WHAT IS EXPECTED: Search the data below for the word "where" and copy each line that holds it.

RECORDS FOR THE TASK:
--------------------

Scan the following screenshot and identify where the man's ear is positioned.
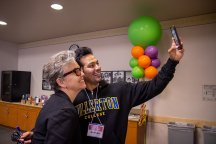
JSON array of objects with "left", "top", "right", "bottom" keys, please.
[{"left": 56, "top": 78, "right": 66, "bottom": 88}]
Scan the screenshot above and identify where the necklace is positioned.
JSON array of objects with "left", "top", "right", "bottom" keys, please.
[{"left": 84, "top": 87, "right": 102, "bottom": 124}]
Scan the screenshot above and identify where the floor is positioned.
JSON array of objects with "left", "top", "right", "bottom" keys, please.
[{"left": 0, "top": 125, "right": 15, "bottom": 144}]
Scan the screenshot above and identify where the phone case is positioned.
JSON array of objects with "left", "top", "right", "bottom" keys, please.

--------------------

REPLY:
Scan the following screenshot and identify where the man's ear is positioned.
Scan the screenshot above and identify where the necklace is positioned.
Scan the screenshot above and identify where the floor is positioned.
Scan the screenshot above and identify where the phone case is positioned.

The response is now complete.